→ **Data for this exercise**:

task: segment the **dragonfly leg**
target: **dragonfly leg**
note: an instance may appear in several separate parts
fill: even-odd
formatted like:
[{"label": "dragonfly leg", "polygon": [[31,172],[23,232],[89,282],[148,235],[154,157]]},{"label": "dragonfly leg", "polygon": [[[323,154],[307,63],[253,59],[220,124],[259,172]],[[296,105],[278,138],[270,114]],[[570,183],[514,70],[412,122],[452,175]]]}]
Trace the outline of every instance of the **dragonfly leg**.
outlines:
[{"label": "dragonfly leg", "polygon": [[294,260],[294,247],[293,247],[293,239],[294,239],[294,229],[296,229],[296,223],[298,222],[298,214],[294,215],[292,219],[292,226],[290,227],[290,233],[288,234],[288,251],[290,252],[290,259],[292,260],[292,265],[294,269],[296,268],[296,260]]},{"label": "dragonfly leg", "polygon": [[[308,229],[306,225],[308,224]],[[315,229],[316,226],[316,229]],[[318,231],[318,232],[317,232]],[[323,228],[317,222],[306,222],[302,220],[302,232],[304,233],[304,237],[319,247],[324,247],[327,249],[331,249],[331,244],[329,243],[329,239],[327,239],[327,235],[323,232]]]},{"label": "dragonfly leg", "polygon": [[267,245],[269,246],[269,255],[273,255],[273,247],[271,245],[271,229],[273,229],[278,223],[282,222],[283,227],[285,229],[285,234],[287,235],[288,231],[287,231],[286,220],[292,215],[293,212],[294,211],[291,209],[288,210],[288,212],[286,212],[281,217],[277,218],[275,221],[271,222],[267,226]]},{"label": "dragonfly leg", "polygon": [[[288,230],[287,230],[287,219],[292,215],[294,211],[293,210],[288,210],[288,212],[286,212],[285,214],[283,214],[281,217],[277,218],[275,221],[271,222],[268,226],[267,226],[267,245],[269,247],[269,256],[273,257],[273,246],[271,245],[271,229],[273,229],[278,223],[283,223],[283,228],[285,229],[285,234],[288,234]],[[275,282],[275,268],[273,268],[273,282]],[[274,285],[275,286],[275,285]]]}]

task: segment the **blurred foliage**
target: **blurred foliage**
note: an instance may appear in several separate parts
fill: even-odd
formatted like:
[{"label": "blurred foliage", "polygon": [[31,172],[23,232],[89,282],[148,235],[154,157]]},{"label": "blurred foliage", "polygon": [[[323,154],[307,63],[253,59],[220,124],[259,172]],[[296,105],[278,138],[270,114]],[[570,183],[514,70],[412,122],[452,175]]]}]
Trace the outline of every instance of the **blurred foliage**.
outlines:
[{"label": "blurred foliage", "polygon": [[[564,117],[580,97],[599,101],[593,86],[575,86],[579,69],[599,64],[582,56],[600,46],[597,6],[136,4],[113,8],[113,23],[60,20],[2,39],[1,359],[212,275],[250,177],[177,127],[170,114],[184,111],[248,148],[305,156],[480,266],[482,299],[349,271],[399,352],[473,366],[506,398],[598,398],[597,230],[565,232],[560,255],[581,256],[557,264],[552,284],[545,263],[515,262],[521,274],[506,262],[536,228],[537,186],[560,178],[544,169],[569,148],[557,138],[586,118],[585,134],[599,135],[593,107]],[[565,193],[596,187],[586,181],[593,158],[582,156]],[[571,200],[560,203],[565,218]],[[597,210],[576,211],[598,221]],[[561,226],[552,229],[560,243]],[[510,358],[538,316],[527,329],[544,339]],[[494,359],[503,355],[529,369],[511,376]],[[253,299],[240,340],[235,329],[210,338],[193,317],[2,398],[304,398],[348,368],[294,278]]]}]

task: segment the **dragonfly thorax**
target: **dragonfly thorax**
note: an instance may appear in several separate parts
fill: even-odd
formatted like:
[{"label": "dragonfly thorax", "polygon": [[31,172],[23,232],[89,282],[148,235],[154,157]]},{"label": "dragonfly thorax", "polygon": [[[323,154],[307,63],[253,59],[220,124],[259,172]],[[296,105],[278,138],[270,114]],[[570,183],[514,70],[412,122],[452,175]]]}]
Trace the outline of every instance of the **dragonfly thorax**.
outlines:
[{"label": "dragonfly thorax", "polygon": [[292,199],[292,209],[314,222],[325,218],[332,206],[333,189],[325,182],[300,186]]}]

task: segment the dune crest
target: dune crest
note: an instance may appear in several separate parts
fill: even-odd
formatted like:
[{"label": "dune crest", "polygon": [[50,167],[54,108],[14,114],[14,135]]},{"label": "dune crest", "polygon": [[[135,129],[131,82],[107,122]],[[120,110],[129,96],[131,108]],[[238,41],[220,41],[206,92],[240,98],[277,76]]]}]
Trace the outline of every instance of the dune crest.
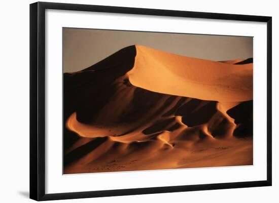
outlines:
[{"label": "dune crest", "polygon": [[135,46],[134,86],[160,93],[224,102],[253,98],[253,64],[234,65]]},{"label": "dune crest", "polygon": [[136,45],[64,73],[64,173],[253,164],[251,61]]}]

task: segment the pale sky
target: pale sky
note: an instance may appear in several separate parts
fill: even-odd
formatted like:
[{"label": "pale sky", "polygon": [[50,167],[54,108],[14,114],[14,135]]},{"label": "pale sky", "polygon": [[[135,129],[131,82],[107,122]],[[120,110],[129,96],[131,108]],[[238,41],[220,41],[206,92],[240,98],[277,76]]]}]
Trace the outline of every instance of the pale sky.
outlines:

→ **Task description**: Which lines in the records above contain the string "blurred", matched with case counting? Pick out each such line and copy it in full.

→ **Correct output**:
task: segment the **blurred foliage**
target: **blurred foliage**
[{"label": "blurred foliage", "polygon": [[31,172],[23,232],[89,282],[148,235],[154,157]]},{"label": "blurred foliage", "polygon": [[[323,154],[307,63],[253,59],[220,124],[259,172]],[[296,105],[278,138],[270,114]],[[570,183],[514,70],[412,122],[452,175]]]}]
Trace the outline of every instance of the **blurred foliage**.
[{"label": "blurred foliage", "polygon": [[[564,117],[580,97],[599,101],[593,86],[575,86],[579,69],[599,64],[582,56],[600,46],[597,6],[136,4],[113,8],[113,23],[60,20],[2,39],[1,359],[212,275],[250,177],[177,127],[170,114],[184,111],[248,148],[305,156],[480,266],[482,299],[349,271],[399,352],[473,366],[506,398],[598,398],[597,230],[565,232],[560,255],[581,256],[557,264],[552,284],[545,263],[515,262],[521,274],[506,262],[536,228],[537,186],[560,178],[544,169],[569,148],[557,138],[586,118],[585,134],[599,135],[593,107]],[[565,193],[596,187],[586,181],[593,158],[582,156]],[[571,200],[560,203],[565,218]],[[597,210],[576,211],[598,221]],[[561,226],[552,229],[560,243]],[[510,358],[538,316],[527,329],[544,339]],[[494,359],[503,355],[529,369],[511,376]],[[253,299],[240,340],[235,329],[210,338],[193,317],[2,398],[304,398],[348,368],[294,278]]]}]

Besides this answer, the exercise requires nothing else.